Este texto comienza su redacción en Madrid y continuará a bordo de un tren rumbo a Salamanca. He venido para participar en dos actividades relacionadas con el autismo, (re)encontrarme con amigos autistas (y no autistas) y, seguramente, conocer a otros nuevos. Tanto la participación como la amistad llevan, en este caso, el sello imponderable del autismo y la conexión humana. Es menor, entonces, lo académico frente al amor que lo anima y convoca.
Por ello, y porque mi esposa y mi hija me acompañan, este viaje suspende mis rutinas, horarios y constancia. Estos días, hechos de instantes, parecen estar compuestos de la misma materia que los sueños.
En los últimos artículos he intentado explicar aquello que, desde fuera, se denomina “inflexibilidad” en nuestro procesamiento cognitivo. La percepción que privilegia el detalle y la búsqueda constante y natural de patrones determinan la constancia y dirección de nuestros objetivos. A esto, en parte, se le llama “inercia autista”: una vez iniciada la visión de túnel hacia un objeto o tema, resulta difícil desacelerarla. También he hablado de nuestros errores de predicción (el modelo HIPPEA), a los que otorgamos una relevancia inusitada, tendiendo a estancarnos en ellos en lugar de reformular alternativas.

== Datos de origen ==
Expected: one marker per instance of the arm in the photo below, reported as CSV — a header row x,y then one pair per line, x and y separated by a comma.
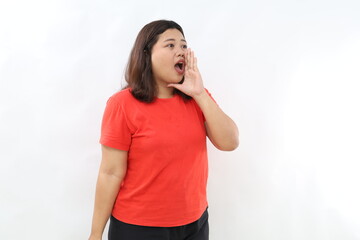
x,y
112,171
221,129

== Objetivo del ejercicio ==
Resume en forma de lista el párrafo del texto sobre el autismo que comienza con «En los últimos artículos», sin perder sus datos principales.

== Resultado del ejercicio ==
- En artículos recientes se ha intentado explicar lo que desde fuera se llama «inflexibilidad» en el procesamiento cognitivo autista.
- La percepción que privilegia el detalle y la búsqueda constante de patrones determinan la constancia y dirección de los objetivos.
- En parte, esto se llama «inercia autista»: una vez iniciada la visión de túnel hacia un objeto o tema, cuesta desacelerarla.
- También se han tratado los errores de predicción (modelo HIPPEA). Se les da una relevancia inusitada y se tiende a estancarse en ellos en lugar de reformular alternativas.